■ **Supplied material**:
# # # #

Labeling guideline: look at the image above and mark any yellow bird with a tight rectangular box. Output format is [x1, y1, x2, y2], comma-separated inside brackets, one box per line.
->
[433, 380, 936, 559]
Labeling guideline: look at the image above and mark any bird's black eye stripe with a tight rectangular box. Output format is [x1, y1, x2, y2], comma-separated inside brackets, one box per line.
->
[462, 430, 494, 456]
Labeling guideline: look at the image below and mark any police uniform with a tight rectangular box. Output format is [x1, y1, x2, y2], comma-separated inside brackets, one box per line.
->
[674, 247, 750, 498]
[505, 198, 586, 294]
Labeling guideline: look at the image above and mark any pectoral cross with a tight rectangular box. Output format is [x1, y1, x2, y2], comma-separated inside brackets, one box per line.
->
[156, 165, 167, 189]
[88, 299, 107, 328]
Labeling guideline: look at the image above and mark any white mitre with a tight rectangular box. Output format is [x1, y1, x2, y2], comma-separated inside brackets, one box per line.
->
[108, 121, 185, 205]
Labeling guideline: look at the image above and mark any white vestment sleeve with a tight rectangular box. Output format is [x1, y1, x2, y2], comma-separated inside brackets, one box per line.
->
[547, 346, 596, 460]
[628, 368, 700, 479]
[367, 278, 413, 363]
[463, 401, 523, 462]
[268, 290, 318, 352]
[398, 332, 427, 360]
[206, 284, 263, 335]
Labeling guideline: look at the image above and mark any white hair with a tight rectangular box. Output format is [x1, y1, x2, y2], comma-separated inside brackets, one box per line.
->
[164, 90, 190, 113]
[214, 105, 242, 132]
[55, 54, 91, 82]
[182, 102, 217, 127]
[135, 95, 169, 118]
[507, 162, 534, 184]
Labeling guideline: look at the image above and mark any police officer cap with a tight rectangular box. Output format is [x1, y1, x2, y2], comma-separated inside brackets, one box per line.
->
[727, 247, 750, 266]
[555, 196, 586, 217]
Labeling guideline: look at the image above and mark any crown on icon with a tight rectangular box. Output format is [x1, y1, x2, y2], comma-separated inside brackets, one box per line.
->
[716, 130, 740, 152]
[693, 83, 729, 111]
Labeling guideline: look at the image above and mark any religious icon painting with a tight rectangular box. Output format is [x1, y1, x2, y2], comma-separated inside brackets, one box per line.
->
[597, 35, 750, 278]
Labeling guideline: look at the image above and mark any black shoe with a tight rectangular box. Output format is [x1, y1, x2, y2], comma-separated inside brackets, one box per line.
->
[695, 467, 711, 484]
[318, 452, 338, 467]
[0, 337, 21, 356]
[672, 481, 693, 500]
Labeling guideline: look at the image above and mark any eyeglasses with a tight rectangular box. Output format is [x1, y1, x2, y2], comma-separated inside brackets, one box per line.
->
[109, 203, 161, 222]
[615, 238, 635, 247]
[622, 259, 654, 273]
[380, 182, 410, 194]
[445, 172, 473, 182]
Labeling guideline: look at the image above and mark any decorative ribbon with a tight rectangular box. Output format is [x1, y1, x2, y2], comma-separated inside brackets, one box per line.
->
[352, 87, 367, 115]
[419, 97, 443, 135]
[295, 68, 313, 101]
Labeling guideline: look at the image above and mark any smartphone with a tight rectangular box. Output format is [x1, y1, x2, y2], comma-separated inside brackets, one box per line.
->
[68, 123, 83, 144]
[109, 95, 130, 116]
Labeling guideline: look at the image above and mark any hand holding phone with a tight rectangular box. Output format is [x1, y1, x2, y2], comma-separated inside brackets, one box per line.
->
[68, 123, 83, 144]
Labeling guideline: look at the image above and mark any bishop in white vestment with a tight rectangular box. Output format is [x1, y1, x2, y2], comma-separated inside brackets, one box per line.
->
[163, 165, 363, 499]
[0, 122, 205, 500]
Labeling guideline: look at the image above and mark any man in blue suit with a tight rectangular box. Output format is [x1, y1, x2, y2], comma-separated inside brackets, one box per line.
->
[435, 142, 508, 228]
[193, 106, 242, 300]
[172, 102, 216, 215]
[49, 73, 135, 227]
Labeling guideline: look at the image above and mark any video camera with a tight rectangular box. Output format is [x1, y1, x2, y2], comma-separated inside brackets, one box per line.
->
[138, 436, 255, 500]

# # # #

■ **Goal**: Recast every line of the data as a string in a JSON list, starting with the line that contains "Labeling guideline: look at the image above and mark any man" and going on through the end of the data, one string per line and no blank lines.

■ **Output of the task**:
[
  "Labeling guideline: look at the image above and mark any man in blue suit with a tight rectangular box. Output format is [x1, y1, x2, y2], comma-separated inside brackets, one box per line.",
  "->",
  "[435, 142, 508, 228]",
  "[193, 106, 242, 300]",
  "[172, 102, 216, 215]",
  "[49, 73, 135, 227]",
  "Labeling guideline: look at the image above and mark any video camera with a tight rectangular box. Output format is [x1, y1, x2, y2], comma-separated inside brackets, one box per line.",
  "->",
  "[138, 436, 255, 500]"
]